Kemunculan Khawarij ini dilatarbelakangi adanya pertikaian politik antara Ali
dan Muawiyah yang nantinya akan memunculkan istilah tahkim, dan dari sinilah
kelompok yang tadinya mendukung Ali berbalik menentang Ali dan keluar dari
barisan Ali dan melabeli diri mereka dengan label Khawrij.
I. Pendahuluan
Tidak bisa dipungkiri bahwa Rasulullah adalah seorang Pemimpin yang dapat
mempersatukan umat Islam dalam kurun waktu yang tidak lama, hal ini sering kali
ditulis dalam sejarah-sejarah Islam. Sepeninggal Rasulullah, umat Islam merasa
kehilangan sebuah tonggak yang selama ini mereka jadikan panutan dalam segala
hal. Banyak sekali kejadian yang dialami oleh umat Islam sepeninggal
Rasulullah. Mulai dari pergantian Khalifah, dari Khalifah Abu Bakar sampai
Khalifah Ali bin Abi Thalib sampai peristiwa terpecahnya umat Islam menjadi
beberapa firqoh-forqoh dalam Islam, antara lain Khawarij, Murjiah, Syiah,
Jabariyah, Qadariyah, Mu'tazilah, Ahanlus sunah wal jamaah, Ahmadiyah
dan Salafiyah.
Sebagaimana kita ketahui bahwa kemunculan Khawarij sebagai sebuah sekte atau
kelompok agama merupakan salah satu distorsi atau perubahan politik dan mental
yang penting dalam sejarah Islam. Sesungguhnya munculnya kelompok ini seperti
merupakan simbol kecenderungan yang kaku di dunia Islam di bidang politik dan
mental. Sebuah kelompok yang berupaya keras mendapatkan tempat di bidang
politik dengan menerapkan pandangan-pandangan mereka yang ekstrem, namun akibat
ekstremitas inilah maka kelompok ini gagal mendapatkan tempat terhormat di
masyarakat.
Berangkat dari sinilah maka penulis ingin menggali lebih jauh tentang kaum
Khwarij ini dengan harapan dapat memberikan informasi yang mendalam tentang
kaum Khawarij ini.

————

• [Soal 1]:
Jelaskan dalam satu sampai tiga kalimat mengapa kaum Khawarij gagal mendapatkan tempat terhormat di masyarakat menurut bacaan tentang Khawarij.
• [Soal 2]:
Dalam bacaan tentang Khawarij, pertikaian politik antara siapa yang melatarbelakangi kemunculan kelompok ini?
• [Soal 3]:
Lanjutkan tulisan tentang kaum Khawarij dari kalimat terakhir bacaan tersebut.

————

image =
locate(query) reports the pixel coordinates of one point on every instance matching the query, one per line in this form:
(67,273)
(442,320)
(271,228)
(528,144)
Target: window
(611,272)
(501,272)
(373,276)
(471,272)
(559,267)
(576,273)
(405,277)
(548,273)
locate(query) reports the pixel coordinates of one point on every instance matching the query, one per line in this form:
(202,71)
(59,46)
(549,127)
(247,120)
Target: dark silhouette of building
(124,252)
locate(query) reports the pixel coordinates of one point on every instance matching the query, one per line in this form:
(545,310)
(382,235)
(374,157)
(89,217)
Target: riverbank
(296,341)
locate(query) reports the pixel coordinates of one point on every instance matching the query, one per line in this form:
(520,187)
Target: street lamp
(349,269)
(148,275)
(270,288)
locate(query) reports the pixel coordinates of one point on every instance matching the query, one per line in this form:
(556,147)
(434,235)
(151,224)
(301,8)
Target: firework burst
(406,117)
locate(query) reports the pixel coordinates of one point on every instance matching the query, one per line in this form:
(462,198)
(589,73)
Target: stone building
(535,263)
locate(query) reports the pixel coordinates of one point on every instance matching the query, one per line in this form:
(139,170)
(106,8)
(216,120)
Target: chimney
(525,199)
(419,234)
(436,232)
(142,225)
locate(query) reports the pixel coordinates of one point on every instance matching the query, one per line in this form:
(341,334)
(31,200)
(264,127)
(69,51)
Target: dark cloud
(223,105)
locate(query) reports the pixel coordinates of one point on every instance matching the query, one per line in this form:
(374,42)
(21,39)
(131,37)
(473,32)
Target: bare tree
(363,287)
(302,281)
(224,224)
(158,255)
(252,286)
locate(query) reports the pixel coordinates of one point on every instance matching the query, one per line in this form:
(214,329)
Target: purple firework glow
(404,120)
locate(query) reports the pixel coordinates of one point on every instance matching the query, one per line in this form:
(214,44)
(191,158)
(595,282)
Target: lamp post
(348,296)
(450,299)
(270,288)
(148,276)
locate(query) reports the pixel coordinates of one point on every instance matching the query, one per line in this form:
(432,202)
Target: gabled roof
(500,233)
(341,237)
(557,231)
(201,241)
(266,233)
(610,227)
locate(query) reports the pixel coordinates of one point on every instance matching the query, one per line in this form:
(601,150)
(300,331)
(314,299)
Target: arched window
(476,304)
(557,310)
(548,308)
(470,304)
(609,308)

————

• [Jawaban 1]:
Kaum Khawarij berupaya keras mendapatkan tempat di bidang politik dengan menerapkan pandangan-pandangan mereka yang ekstrem. Justru akibat ekstremitas itulah mereka gagal mendapatkan tempat terhormat di masyarakat.

• [Jawaban 2]:
Pertikaian politik antara Ali dan Muawiyah.

• [Jawaban 3]:
A. Sejarah Lahirnya Khawarij
Aliran kalam
pertama dalam sejarah Islam pada abad ke 1 H adalah Khawarij. Nama itu berasal
dari kata Arab yang berarti "keluar". Kelompok ini disebut khawarij
karena keluar dari barisan Ali bin Ali Thalib sebagai protes terhadap Ali yang
menyetujui perdamaian dengan Mu'awiyah bin Abi Sofyan.Ada juga yang megatakan
bahwa nama Khawarij ini didasarkan atas surah an-Nisa ayat 100:
ومن
يهاجر في سبيل الله يجد في الأرض مراغما كثيرا وسعة ومن يخرج من بيته مهاجرا إلى
الله ورسوله ثم يدركه الموت فقد وقع أجره على الله وكان الله غفورا رحيما
Artinya:
Barangsiapa berhijrah di jalan
Allah, niscaya mereka mendapati di muka bumi ini tempat hijrah yang Luas dan
rezki yang banyak. Barangsiapa keluar dari rumahnya dengan maksud berhijrah
kepada Allah dan Rasul-Nya, kemudian kematian menimpanya (sebelum sampai ke
tempat yang dituju), Maka sungguh telah tetap pahalanya di sisi Allah. dan
adalah Allah Maha Pengampun lagi Maha Penyayang.
Berdasarkan ayat ini kaum Khawarij
memandang diri mereka sebagai orang yang keluar dari rumah semata-mata untuk
berjuang di jalan Allah SWT.
Selain nama Khawarij, ada beberapa nama lagi yang diberikan kepada kelompok
ini, antara lain: al-Muhakkimah, Syurah, Haruriyah dan al-Mariqah. Nama
al-Muhakkimah berasal dari semboyan mereka yang terkenal "laa hukma
illaa li allah (tiada hukum kecuali hukum Allah) atau laa hakama illaa
allah (tidak ada pembuat hukum kecuali Allah). Berdasarkan alasan inilah
mereka menolak keputusan Ali. Bagi mereka yang berhak memutuskan perkara
hanyalah Allah SWT bukan arbitrase.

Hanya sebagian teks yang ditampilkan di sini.